• _Entries shown_
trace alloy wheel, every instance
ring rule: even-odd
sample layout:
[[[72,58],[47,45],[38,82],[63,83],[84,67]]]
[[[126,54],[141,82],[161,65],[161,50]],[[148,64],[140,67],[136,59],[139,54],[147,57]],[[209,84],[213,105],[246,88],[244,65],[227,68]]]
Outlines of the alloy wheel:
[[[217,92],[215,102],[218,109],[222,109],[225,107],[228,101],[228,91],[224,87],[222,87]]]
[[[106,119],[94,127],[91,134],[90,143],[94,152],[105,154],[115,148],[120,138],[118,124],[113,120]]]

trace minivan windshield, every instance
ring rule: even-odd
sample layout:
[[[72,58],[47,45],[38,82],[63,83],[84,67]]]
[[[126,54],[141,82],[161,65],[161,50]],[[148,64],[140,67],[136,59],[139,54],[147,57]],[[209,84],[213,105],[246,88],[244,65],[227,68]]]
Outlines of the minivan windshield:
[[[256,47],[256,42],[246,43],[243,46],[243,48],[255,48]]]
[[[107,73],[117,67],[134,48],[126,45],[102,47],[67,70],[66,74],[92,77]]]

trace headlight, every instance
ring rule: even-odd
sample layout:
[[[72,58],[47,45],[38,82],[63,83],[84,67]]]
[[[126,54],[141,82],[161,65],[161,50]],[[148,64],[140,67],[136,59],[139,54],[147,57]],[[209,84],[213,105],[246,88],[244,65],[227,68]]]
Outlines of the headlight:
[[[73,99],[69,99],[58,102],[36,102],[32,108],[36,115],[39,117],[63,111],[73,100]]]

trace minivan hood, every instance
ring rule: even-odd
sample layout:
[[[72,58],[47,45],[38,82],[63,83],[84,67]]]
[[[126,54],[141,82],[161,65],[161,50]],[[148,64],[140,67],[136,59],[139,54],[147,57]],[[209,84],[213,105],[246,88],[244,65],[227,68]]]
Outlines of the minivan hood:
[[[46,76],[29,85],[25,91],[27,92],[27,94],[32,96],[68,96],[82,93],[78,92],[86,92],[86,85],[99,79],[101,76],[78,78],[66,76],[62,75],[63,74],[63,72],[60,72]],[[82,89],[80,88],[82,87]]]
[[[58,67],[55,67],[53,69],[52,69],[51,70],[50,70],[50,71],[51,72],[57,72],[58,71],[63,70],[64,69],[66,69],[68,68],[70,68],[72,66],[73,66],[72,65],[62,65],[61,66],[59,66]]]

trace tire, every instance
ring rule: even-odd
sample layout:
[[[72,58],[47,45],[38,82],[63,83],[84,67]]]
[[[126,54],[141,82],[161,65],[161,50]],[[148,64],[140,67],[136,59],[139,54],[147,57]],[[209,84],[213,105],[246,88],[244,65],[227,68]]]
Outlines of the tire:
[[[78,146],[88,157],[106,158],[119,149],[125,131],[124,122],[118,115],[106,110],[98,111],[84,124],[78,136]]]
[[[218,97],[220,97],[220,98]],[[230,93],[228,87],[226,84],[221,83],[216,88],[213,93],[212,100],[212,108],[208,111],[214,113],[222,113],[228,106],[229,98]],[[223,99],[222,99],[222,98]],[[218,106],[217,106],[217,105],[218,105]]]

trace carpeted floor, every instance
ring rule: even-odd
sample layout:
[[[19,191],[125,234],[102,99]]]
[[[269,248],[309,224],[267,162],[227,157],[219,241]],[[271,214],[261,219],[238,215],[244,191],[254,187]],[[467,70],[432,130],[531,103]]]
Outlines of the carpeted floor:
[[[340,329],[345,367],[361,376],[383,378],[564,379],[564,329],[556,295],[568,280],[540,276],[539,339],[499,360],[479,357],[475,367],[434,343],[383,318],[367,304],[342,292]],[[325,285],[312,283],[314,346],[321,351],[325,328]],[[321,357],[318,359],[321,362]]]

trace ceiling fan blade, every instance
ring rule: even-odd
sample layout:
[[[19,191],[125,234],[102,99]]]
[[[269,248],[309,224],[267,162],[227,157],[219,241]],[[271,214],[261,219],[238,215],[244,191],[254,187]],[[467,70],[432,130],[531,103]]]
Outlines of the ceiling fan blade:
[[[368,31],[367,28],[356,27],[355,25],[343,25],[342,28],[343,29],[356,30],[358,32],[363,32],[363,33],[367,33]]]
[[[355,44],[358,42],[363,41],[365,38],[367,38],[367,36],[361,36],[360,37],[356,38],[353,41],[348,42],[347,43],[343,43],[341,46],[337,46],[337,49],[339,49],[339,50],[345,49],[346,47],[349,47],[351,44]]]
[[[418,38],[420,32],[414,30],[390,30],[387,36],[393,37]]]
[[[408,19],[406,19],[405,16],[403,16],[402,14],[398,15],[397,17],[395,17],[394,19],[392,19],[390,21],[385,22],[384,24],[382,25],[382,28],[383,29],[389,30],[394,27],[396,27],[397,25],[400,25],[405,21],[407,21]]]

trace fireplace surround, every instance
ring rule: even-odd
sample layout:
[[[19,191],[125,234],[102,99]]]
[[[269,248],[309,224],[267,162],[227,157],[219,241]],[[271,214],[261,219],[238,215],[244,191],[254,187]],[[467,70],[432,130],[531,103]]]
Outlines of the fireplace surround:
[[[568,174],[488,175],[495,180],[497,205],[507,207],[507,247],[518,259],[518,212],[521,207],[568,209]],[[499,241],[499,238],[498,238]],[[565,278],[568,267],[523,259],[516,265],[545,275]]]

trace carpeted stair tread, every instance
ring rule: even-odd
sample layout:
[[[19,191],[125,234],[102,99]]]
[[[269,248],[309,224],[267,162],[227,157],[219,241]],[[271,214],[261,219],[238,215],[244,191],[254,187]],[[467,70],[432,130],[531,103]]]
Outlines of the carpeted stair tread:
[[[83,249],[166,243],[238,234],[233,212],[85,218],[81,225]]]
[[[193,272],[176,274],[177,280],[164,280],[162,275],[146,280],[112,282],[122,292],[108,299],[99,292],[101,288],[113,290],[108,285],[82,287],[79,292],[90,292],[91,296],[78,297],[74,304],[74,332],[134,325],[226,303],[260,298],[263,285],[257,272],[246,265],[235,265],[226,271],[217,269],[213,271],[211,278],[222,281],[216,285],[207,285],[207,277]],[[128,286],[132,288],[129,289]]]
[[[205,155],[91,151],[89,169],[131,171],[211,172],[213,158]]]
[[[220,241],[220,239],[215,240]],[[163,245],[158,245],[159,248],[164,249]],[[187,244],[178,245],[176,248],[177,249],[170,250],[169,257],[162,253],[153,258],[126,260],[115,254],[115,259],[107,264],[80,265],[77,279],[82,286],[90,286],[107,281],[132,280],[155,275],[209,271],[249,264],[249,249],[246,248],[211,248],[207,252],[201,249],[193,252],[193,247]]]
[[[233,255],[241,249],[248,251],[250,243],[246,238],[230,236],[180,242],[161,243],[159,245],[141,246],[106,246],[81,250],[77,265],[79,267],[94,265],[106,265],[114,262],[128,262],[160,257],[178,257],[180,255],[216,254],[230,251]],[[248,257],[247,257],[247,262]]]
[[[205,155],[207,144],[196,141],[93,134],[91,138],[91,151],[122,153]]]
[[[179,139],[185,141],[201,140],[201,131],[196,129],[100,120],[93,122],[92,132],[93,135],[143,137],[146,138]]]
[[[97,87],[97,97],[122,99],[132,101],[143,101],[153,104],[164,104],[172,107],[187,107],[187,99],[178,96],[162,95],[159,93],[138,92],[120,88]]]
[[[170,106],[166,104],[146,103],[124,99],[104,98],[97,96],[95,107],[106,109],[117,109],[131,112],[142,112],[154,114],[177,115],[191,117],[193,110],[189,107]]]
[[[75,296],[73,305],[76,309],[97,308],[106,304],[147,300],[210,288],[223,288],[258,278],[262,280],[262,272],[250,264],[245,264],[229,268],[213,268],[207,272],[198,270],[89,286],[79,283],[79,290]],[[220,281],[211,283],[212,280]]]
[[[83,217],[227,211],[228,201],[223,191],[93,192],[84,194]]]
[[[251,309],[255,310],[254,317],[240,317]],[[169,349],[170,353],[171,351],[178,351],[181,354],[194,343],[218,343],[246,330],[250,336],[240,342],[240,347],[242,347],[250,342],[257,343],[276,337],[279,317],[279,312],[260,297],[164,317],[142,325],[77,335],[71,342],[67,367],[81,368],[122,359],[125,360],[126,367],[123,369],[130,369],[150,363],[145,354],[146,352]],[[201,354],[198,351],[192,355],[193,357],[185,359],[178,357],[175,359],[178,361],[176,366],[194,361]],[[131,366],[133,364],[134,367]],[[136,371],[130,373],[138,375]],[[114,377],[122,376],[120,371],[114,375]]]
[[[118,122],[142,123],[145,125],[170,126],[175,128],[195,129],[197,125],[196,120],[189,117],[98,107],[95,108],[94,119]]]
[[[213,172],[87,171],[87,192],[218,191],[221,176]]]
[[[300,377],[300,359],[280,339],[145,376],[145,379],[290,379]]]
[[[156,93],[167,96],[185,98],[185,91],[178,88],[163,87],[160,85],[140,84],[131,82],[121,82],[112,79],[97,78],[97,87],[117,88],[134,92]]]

• _Exercise brief_
Extract every line of the records that contains the word "carpeted", matching case exactly.

• _The result_
trace carpeted floor, every instance
Outlines of the carpeted floor:
trace carpeted stair tread, every instance
Outlines of the carpeted stair tread:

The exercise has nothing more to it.